GIVEN EXERCISE.
Reproduce the rows below verbatim, from their first line through the line containing "The model proposes bounding regions for the spotlight", inclusive.

╭─ MATERIAL FOR THIS EXERCISE

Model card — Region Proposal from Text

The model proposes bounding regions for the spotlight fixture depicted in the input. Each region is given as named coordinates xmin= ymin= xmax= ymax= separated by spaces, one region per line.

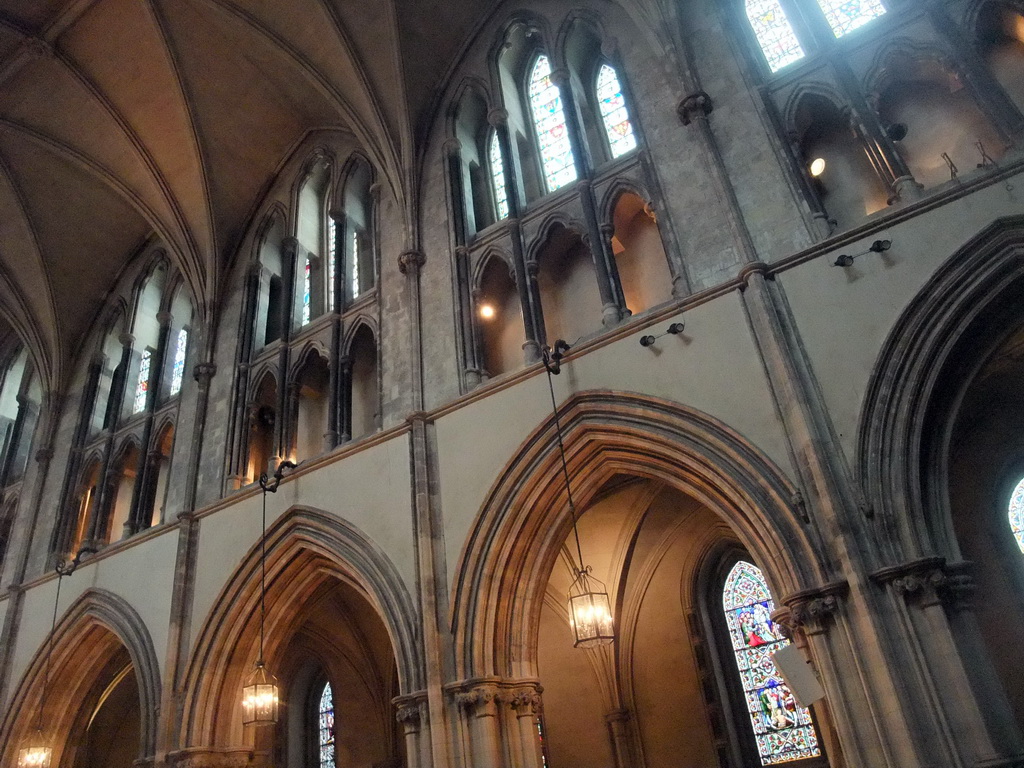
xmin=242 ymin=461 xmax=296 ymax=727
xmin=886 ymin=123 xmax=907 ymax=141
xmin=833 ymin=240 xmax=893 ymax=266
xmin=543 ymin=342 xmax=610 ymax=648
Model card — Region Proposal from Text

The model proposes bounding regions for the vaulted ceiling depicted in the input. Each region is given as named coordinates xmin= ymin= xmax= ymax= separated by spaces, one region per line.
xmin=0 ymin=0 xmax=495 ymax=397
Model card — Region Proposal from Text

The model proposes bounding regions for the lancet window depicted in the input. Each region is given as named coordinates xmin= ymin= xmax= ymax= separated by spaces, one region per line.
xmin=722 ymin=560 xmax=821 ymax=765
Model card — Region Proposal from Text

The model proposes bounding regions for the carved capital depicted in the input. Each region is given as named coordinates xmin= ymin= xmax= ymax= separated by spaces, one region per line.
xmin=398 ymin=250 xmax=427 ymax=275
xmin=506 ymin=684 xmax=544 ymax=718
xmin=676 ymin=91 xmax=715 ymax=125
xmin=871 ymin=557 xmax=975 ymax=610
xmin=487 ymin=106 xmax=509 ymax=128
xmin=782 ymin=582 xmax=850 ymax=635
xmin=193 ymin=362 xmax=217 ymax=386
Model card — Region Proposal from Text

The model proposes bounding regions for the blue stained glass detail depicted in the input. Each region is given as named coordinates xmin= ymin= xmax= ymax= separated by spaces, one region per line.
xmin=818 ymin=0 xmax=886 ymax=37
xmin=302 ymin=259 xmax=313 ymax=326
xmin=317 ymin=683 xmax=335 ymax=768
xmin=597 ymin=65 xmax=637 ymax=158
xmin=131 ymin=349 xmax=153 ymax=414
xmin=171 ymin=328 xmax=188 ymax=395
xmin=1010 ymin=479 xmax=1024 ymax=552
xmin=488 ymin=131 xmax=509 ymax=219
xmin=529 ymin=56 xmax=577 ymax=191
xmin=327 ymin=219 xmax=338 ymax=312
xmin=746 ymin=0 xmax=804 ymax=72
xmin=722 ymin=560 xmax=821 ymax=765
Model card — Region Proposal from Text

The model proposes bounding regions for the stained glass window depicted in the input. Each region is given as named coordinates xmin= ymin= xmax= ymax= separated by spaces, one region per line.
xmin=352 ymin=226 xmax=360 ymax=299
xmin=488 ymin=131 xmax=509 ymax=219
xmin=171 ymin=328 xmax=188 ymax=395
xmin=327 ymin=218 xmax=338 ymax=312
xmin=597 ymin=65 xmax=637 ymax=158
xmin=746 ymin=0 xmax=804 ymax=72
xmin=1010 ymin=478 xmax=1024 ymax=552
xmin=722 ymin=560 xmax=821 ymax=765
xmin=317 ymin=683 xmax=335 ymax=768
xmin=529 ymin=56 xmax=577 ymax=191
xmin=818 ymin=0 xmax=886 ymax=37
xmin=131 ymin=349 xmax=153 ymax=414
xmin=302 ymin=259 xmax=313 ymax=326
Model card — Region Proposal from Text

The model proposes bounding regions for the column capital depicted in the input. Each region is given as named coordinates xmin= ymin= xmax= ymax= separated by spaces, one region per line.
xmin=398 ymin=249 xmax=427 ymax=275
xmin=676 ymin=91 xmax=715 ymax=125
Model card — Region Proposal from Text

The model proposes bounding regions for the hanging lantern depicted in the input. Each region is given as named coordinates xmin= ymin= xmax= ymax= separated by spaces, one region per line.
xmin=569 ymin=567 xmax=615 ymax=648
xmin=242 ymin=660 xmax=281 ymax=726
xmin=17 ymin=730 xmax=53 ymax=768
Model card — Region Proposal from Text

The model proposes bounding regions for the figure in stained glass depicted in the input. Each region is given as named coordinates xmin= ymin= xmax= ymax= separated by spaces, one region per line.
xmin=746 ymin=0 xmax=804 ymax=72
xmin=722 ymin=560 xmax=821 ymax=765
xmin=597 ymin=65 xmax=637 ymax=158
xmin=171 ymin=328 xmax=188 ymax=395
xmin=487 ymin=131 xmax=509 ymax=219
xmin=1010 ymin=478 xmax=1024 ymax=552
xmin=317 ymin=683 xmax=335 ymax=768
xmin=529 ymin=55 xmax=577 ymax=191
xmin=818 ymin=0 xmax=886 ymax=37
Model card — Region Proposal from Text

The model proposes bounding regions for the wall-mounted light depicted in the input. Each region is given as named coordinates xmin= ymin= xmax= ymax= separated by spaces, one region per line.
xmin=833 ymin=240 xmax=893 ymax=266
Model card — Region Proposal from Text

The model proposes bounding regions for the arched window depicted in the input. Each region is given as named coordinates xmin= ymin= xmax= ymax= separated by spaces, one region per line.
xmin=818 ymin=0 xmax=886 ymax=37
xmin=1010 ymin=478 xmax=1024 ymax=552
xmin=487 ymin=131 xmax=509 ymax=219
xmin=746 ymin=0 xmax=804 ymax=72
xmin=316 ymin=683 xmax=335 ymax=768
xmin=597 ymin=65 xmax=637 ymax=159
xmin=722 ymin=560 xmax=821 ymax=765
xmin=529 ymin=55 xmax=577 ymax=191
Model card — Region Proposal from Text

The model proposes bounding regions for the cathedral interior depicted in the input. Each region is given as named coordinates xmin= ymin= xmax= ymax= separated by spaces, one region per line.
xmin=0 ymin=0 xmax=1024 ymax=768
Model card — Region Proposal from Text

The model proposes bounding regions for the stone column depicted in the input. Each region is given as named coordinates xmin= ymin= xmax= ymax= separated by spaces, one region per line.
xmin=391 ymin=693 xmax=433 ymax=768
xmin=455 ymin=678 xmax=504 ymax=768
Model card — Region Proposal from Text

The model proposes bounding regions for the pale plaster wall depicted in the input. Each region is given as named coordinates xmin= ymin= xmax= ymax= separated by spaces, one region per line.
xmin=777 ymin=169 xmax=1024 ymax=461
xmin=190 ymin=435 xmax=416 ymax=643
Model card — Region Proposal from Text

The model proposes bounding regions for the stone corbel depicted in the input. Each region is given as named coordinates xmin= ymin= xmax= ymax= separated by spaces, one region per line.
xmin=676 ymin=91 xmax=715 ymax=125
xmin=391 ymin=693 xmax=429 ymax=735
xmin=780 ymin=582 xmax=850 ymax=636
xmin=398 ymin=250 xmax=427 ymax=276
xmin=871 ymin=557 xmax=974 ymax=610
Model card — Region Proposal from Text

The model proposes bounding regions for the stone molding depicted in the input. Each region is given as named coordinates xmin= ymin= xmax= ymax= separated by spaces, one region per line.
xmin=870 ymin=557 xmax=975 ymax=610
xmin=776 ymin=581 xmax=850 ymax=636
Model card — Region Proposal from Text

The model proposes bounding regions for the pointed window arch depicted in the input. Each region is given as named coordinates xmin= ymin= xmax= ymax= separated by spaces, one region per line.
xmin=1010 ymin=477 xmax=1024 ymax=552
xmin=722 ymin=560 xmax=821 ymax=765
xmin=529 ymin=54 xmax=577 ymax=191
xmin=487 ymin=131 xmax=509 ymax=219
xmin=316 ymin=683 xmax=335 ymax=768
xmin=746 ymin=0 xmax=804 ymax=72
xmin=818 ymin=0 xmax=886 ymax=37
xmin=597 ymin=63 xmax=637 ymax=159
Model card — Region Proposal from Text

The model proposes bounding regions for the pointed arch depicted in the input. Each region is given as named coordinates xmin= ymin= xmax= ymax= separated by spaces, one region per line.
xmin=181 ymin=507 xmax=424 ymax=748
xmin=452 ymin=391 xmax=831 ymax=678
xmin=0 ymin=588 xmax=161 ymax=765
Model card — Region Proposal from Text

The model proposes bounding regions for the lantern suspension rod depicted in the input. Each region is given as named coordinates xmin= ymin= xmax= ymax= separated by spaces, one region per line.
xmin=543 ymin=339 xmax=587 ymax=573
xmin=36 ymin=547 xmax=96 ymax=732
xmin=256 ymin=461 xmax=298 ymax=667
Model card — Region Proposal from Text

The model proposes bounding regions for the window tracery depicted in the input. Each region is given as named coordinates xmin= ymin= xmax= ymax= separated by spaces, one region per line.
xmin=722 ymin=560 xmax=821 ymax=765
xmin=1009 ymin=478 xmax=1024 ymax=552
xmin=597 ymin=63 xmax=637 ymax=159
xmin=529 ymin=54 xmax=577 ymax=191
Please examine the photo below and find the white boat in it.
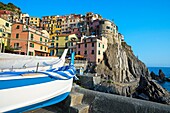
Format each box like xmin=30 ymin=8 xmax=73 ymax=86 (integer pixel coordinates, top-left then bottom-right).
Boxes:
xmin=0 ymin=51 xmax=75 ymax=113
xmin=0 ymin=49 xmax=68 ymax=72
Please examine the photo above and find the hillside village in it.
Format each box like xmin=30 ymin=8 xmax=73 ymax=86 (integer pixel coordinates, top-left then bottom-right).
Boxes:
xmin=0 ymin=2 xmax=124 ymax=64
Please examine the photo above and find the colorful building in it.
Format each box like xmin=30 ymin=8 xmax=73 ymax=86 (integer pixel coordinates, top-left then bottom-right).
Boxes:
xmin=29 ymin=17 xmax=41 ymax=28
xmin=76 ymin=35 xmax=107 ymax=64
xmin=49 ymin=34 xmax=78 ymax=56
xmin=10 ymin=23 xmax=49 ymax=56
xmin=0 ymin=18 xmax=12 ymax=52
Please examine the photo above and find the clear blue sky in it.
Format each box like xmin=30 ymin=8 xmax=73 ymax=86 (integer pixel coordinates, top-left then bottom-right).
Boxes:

╰─

SOLUTION TO THIS PROBLEM.
Model card — Region Proposal from Text

The model proposes bounding regions for the spotlight fixture depicted in the input. Each region is given as named coordinates xmin= ymin= xmax= ymax= separated by spaces, one region per line.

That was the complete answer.